> QUOTED PASSAGE:
[BEGIN]

Alright, this is working. Go ahead and play with it by using the
tests/filter_tests unit test to load and run a filter you write.
--
Zed A. Shaw
http://zedshaw.com/
Re: [mongrel2] First Cut of Filters Committed
- From:
- Dalton Barreto
- Date:
- 2011-05-17 @ 17:15
2011/5/17 Zed A. Shaw <zedshaw@zedshaw.com>:
> On Tue, May 17, 2011 at 09:54:54AM -0300, Dalton Barreto wrote:
>> 2011/5/16 Zed A. Shaw <zedshaw@zedshaw.com>:
>> > How about, the chain runs until one of them returns a different state?
>> > So, lets say you do 5 filters on HANDLER. It'll run all 5, as long as
>> > they keep returning HANDLER, but if one returns CLOSE then it stops.
>> >
>>
>> That sounds great! Agreed.
>
> Alright, this is working. Go ahead and play with it by using the
> tests/filter_tests unit test to load and run a filter you write.
>
Great! I'll try to look at this later tonight. Thanks.

[END]

> DESCRIPTION OF THE TASK: In the email thread about mongrel2 filters, what happens to a chain of filters on HANDLER when one of them returns CLOSE?

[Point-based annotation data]
[BEGIN]

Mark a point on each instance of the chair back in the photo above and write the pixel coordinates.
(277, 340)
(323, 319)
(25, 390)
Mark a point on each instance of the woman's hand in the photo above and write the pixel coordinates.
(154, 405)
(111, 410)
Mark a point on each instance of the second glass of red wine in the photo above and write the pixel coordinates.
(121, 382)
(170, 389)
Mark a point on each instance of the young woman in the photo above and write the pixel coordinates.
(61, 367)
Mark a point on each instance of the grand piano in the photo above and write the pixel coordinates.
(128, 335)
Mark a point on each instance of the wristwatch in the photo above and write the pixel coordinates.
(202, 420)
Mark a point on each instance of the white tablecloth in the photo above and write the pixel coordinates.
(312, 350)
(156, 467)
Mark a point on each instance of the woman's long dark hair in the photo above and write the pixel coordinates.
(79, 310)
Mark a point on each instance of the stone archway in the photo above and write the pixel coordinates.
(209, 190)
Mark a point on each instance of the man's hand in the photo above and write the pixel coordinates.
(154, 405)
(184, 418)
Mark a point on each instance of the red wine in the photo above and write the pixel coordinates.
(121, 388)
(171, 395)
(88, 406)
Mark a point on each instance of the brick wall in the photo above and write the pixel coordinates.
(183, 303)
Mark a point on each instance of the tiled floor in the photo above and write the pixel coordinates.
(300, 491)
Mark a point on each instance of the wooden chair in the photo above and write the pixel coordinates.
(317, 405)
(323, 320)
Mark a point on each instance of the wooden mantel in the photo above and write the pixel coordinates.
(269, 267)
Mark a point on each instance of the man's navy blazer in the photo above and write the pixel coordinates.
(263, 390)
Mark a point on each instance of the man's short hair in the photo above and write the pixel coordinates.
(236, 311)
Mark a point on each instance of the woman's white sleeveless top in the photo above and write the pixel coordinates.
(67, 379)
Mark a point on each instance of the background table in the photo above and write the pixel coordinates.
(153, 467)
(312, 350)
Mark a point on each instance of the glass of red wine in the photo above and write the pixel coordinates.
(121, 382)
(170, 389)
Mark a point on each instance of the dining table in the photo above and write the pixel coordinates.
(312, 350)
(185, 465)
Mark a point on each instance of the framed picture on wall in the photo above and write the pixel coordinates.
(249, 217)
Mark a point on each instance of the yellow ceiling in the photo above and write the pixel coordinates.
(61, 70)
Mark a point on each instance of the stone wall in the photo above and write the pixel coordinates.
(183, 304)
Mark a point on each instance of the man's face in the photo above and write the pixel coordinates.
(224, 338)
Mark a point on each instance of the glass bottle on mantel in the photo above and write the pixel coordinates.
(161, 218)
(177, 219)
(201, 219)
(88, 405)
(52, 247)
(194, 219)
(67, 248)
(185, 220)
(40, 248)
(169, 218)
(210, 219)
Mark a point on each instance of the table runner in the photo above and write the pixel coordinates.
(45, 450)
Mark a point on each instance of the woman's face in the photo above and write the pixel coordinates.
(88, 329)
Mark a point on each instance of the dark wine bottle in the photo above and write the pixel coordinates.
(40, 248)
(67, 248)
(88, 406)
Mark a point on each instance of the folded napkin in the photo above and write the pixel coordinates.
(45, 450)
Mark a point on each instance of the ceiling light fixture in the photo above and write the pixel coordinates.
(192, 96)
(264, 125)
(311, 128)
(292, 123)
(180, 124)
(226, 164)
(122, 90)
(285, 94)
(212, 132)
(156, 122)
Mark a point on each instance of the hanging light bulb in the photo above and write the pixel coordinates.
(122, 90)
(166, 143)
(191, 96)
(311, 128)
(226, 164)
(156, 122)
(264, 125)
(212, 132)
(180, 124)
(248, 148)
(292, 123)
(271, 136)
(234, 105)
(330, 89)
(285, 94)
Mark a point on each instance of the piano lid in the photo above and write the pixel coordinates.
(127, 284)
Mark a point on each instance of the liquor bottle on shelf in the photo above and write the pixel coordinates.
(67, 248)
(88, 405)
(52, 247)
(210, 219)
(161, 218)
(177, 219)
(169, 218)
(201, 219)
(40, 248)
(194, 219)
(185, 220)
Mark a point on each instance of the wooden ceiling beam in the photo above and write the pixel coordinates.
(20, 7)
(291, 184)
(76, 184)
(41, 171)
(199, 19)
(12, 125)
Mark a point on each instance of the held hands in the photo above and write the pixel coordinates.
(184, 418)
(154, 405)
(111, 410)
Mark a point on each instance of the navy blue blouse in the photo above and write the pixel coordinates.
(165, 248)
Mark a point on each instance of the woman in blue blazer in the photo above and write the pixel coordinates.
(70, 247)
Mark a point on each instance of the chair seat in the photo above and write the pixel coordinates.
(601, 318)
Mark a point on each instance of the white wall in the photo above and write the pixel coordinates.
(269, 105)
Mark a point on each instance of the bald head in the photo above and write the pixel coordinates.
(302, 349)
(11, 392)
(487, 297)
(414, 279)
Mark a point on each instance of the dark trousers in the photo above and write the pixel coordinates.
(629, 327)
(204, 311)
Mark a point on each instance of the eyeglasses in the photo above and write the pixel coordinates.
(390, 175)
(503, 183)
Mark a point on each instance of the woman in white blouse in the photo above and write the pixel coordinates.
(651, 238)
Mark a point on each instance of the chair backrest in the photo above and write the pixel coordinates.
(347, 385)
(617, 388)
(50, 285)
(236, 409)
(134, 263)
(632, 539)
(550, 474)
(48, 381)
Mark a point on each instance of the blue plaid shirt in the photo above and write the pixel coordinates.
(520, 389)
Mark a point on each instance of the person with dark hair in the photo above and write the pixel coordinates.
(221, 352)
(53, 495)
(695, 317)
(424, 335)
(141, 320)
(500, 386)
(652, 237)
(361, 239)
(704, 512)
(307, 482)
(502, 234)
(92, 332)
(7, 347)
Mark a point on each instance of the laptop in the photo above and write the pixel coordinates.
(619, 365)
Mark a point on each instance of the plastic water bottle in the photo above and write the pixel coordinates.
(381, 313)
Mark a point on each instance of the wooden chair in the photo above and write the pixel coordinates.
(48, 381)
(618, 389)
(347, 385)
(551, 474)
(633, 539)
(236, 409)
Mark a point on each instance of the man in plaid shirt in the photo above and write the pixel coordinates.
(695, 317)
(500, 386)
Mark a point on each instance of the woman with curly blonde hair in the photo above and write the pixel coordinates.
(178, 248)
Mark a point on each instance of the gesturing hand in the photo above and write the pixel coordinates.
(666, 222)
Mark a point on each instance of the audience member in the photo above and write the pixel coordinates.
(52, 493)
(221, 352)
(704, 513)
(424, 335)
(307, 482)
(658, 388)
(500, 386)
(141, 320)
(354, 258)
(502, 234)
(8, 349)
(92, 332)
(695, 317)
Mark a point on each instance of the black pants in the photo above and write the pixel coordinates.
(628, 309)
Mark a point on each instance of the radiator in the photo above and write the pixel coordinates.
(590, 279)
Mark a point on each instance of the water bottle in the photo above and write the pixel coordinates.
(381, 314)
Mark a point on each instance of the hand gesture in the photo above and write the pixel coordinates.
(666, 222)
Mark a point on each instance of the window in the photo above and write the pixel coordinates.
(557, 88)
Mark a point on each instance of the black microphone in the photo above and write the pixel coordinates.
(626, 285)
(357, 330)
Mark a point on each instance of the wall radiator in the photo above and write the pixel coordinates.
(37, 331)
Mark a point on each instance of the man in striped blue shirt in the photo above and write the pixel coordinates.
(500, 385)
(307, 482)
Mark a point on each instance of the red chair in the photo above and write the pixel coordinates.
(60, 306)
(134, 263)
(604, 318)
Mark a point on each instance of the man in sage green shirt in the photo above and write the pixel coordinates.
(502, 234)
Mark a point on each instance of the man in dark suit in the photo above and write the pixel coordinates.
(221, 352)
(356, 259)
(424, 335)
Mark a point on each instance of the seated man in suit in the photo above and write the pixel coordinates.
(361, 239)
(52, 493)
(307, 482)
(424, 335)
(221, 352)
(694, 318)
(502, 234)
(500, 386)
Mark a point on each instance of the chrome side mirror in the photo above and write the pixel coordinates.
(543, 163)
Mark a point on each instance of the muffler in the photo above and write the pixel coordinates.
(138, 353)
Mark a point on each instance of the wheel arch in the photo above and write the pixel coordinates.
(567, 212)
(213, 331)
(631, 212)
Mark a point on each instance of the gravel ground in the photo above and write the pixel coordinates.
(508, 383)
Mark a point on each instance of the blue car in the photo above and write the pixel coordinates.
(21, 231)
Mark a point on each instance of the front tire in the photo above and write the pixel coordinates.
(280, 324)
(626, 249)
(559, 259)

[END]

> RESPONSE FOR THIS EXERCISE: The chain stops running.